§ What you have to do: Copy the data from its beginning through the line containing "[307,88,399,152]", inclusive, keeping each line unchanged except that every bounding-box coordinate is shifted up by 123. Give only those lines.

[start of Data provided]

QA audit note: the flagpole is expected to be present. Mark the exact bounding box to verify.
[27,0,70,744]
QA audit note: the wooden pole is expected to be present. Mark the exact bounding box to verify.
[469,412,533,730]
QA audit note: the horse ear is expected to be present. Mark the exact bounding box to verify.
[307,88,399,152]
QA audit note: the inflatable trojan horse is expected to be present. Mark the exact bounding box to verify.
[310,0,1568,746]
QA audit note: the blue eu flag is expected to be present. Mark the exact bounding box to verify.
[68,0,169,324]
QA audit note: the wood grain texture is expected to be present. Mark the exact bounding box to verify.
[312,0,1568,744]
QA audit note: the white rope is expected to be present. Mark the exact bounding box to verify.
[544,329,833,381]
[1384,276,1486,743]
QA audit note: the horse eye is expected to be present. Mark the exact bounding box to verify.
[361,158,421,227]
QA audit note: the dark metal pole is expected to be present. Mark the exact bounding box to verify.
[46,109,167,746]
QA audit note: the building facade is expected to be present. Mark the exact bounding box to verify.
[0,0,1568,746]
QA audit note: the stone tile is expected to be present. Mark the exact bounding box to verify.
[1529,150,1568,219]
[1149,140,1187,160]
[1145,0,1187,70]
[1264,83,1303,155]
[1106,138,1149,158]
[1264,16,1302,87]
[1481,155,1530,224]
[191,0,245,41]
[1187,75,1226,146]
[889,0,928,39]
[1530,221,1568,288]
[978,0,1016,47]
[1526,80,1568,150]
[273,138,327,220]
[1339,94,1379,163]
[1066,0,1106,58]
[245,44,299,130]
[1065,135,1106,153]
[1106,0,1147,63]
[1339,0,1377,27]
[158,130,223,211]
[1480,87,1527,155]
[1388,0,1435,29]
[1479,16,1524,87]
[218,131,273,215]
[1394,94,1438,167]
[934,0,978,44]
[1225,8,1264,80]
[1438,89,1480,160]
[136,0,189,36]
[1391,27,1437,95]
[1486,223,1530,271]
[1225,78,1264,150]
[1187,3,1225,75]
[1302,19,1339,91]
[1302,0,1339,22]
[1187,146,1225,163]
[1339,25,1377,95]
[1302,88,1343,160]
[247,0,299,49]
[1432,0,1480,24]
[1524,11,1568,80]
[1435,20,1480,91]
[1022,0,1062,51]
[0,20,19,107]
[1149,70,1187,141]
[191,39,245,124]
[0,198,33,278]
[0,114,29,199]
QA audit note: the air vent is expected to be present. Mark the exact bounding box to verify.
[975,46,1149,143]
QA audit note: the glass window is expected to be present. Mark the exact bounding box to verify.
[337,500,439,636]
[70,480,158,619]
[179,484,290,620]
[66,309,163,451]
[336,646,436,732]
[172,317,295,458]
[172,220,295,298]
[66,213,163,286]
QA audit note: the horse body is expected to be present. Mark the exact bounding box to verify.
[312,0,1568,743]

[end of Data provided]

§ Response to the task:
QA audit note: the flagpole is expected to be present. Mark the exact bounding box to verify.
[150,123,193,867]
QA audit note: the wooden pole is expected to be present. Mark the exact bounding box to verify.
[592,535,656,853]
QA audit note: the horse ear is expected to be present. Mark the exact bounding box to verify.
[430,211,522,275]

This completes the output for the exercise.